Dhamaal 5 Teased Before Dhamaal 4 Even Faces the Audience — Is Bollywood Now Pre-Selling Sequels to Dodge the Script Question?
Dhamaal 4, starring Ajay Devgn and Riteish Deshmukh, reportedly includes a post-credit scene teasing Dhamaal 5, according to The Times of India. The move mirrors Hollywood's MCU playbook — but in Bollywood's case, pre-announcing a sequel before the current film proves itself at the box office reveals an industry increasingly reliant on franchise IP to mask a deepening original-script drought.
Here is a question no Bollywood producer wants asked out loud: if you are so confident in the film you have made, why are you already selling the next one before this one has earned a single rupee?
Dhamaal 4, the latest instalment of the slapstick franchise starring Ajay Devgn and Riteish Deshmukh, reportedly includes a post-credit scene that teases Dhamaal 5, as reported by The Times of India. The scene is said to arrive after the climax — a wink-nudge moment designed to send audiences out of the theatre buzzing about the next ride before they have even decided whether this ride was worth the ticket.
On the surface, it is a familiar move. Marvel Studios turned the post-credit tease into a global religion: stay through the scroll of names, get a dopamine hit about what comes next. But Marvel earned that trick on the back of billion-dollar box-office runs, interconnected storytelling, and a decade of audience trust. Bollywood's adoption of the same playbook — particularly for a comedy franchise whose last instalment, Total Dhamaal (2019), drew mixed reviews even as it crossed ₹150 crore, according to industry trackers — raises a fundamentally different question.
Inside Talk
The chatter in trade circles, according to industry sources, is blunt: this is not about storytelling ambition. It is about OTT leverage. In today's Bollywood economics, a franchise with a publicly announced sequel pipeline is worth significantly more in streaming negotiations than a standalone film. The logic is transactional — if a platform buys Dhamaal 4, the tease for Dhamaal 5 essentially forces them into a first-look or pre-buy conversation for the next one. The IP, not the individual film, becomes the product being sold.

---

◆ **SET PROBLEM A**
Render the entries below as a JSON list of strings, with one string for each line and blank lines omitted.

---

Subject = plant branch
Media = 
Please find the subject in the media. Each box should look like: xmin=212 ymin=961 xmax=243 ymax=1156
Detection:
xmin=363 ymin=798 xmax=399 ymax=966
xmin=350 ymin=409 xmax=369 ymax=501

---

◆ **SET PROBLEM B**
According to the article on Dhamaal 4, what was the franchise's previous instalment, and in which year was it released?

◆ **TASK SOLUTION A**
[
  "Subject = plant branch",
  "Media = ",
  "Please find the subject in the media. Each box should look like: xmin=212 ymin=961 xmax=243 ymax=1156",
  "Detection:",
  "xmin=363 ymin=798 xmax=399 ymax=966",
  "xmin=350 ymin=409 xmax=369 ymax=501"
]

◆ **TASK SOLUTION B**
Total Dhamaal, released in 2019.